* [DATA LINES]:
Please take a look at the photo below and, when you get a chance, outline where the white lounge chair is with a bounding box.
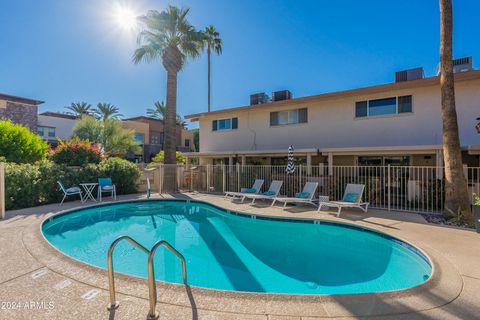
[245,180,283,204]
[272,182,318,209]
[57,180,83,205]
[225,179,264,202]
[317,183,369,217]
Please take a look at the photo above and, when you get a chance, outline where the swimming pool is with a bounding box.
[42,200,432,294]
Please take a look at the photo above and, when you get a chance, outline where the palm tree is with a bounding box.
[440,0,473,223]
[133,6,204,170]
[93,103,123,121]
[147,101,187,127]
[65,101,92,117]
[204,25,222,112]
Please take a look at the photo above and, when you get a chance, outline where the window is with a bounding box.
[48,128,55,138]
[135,132,144,145]
[212,118,238,131]
[37,127,45,137]
[355,96,412,118]
[270,108,308,126]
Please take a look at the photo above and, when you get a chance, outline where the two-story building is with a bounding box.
[186,66,480,170]
[0,93,43,132]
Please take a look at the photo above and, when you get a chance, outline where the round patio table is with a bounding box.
[80,182,98,203]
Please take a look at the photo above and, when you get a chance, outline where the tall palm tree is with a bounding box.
[204,25,222,112]
[440,0,473,223]
[93,103,123,121]
[133,6,204,192]
[65,101,92,117]
[147,101,187,127]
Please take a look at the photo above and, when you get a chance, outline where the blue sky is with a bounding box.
[0,0,480,127]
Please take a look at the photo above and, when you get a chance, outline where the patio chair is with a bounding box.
[317,183,369,217]
[225,179,264,202]
[272,182,318,209]
[244,180,283,204]
[98,178,117,201]
[57,180,83,205]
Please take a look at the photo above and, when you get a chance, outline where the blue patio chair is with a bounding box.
[57,180,83,205]
[98,178,117,201]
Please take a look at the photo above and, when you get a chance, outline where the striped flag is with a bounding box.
[285,145,295,174]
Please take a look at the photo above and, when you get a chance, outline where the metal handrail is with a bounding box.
[107,236,150,310]
[148,240,188,319]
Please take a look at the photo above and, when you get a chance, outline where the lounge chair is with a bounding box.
[57,180,83,205]
[317,183,369,217]
[272,182,318,209]
[245,180,283,204]
[98,178,117,201]
[225,179,263,202]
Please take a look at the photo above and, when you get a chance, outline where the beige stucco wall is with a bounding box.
[199,80,480,152]
[122,120,150,144]
[37,114,77,140]
[181,129,196,151]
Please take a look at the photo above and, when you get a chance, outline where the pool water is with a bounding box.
[42,200,432,294]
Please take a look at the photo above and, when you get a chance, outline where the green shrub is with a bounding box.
[5,158,140,210]
[99,158,140,194]
[50,138,102,166]
[0,120,48,163]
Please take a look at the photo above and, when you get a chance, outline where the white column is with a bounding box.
[328,152,333,176]
[307,153,312,176]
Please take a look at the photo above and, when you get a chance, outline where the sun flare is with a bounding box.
[113,4,138,30]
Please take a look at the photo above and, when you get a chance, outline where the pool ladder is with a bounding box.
[107,236,187,320]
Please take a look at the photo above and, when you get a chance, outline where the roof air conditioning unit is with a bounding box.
[250,92,270,106]
[272,90,292,101]
[395,67,424,82]
[437,57,473,76]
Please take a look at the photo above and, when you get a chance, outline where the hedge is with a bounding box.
[5,158,140,210]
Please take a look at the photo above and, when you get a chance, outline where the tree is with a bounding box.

* [TASK TO COMPLETE]: Put every line of the records above into a Markdown table with two columns, No. and Entry, numbering the rows in order and skipping blank lines. Leave the pictures out of the table.

* [ANSWER TO THE PROBLEM]:
| No. | Entry |
|---|---|
| 1 | Please take a look at the photo below and, when you get a chance, outline where the white lounge chair is with a bounding box. |
| 2 | [245,180,283,204] |
| 3 | [272,182,318,209] |
| 4 | [57,180,83,205] |
| 5 | [225,179,264,202] |
| 6 | [317,183,369,217] |
| 7 | Please take a look at the photo above and, when you get a chance, outline where the swimming pool is with a bounding box. |
| 8 | [42,200,432,294] |
| 9 | Please take a look at the photo above and, when you get a chance, outline where the palm tree is with a bounding box. |
| 10 | [440,0,473,223] |
| 11 | [133,6,204,170] |
| 12 | [93,103,123,121] |
| 13 | [147,101,187,127] |
| 14 | [65,101,92,117] |
| 15 | [204,25,222,112] |
| 16 | Please take a look at the photo above and, when you get a chance, outline where the window is with a bounding box. |
| 17 | [48,128,55,138] |
| 18 | [135,132,144,145] |
| 19 | [212,118,238,131] |
| 20 | [37,127,45,137] |
| 21 | [355,96,412,118] |
| 22 | [270,108,308,126] |
| 23 | Please take a look at the photo above and, when you get a chance, outline where the two-story building is with a bounding box. |
| 24 | [186,66,480,170] |
| 25 | [0,93,43,132] |
| 26 | Please take a look at the photo above and, when you get a chance, outline where the round patio table is with a bounding box. |
| 27 | [80,182,98,203] |
| 28 | Please take a look at the photo above and, when you get a chance, outline where the tall palm tree is with a bounding box. |
| 29 | [204,25,222,112] |
| 30 | [440,0,473,223] |
| 31 | [93,103,123,121] |
| 32 | [133,6,204,192] |
| 33 | [65,101,92,117] |
| 34 | [147,101,187,127] |
| 35 | Please take a look at the photo above and, when you get a chance, outline where the blue sky is with a bounding box. |
| 36 | [0,0,480,127] |
| 37 | Please take a look at the photo above and, when you get a chance, outline where the patio chair is with a bounding box. |
| 38 | [317,183,369,217] |
| 39 | [225,179,264,202] |
| 40 | [272,182,318,209] |
| 41 | [244,180,283,204] |
| 42 | [98,178,117,201] |
| 43 | [57,180,83,205] |
| 44 | Please take a look at the photo above and, when you get a chance, outline where the blue patio chair is with a bounding box. |
| 45 | [57,180,83,205] |
| 46 | [98,178,117,201] |
| 47 | Please take a look at the photo above and, when you get a chance, outline where the striped flag is with a bounding box. |
| 48 | [285,145,295,174] |
| 49 | Please take a look at the photo above and, when you get a chance, outline where the metal handrail is with a bounding box. |
| 50 | [107,236,150,310] |
| 51 | [148,240,188,319] |
| 52 | Please take a look at the photo above and, when you get a chance, outline where the lounge chair is with a bounding box. |
| 53 | [57,180,83,205] |
| 54 | [317,183,369,217] |
| 55 | [272,182,318,209] |
| 56 | [245,180,283,204] |
| 57 | [98,178,117,201] |
| 58 | [225,179,263,202] |
| 59 | Please take a look at the photo above and, when you get a chance, outline where the beige stucco wall is with a bounding box. |
| 60 | [199,80,480,152] |
| 61 | [122,120,150,144] |
| 62 | [37,114,77,140] |
| 63 | [181,129,196,151] |
| 64 | Please take a look at the photo above and, when you get a chance, outline where the pool water is with a bounding box. |
| 65 | [42,200,432,294] |
| 66 | Please take a look at the photo above and, when you get a chance, outline where the green shrub is with a bounding box. |
| 67 | [5,158,140,210] |
| 68 | [99,158,140,194] |
| 69 | [50,138,102,166] |
| 70 | [0,120,48,163] |
| 71 | Please take a look at the photo above and, when you get a chance, outline where the white column is with a bounding box. |
| 72 | [328,152,333,176] |
| 73 | [307,153,312,176] |
| 74 | Please take a look at the photo above and, when you get a chance, outline where the sun flare is with a bounding box. |
| 75 | [113,4,138,30] |
| 76 | Please take a look at the photo above and, when you get a chance, outline where the pool ladder is with a bounding box. |
| 77 | [107,236,187,320] |
| 78 | Please take a look at the photo above and, when you get a chance, outline where the roof air conditioning unit is with a bounding box. |
| 79 | [250,92,270,106] |
| 80 | [272,90,292,101] |
| 81 | [395,67,424,82] |
| 82 | [437,57,473,76] |
| 83 | Please take a look at the photo above and, when you get a chance, outline where the hedge is with a bounding box. |
| 84 | [5,158,140,210] |
| 85 | Please take a look at the photo above and, when you get a chance, outline where the tree is with a bounding box. |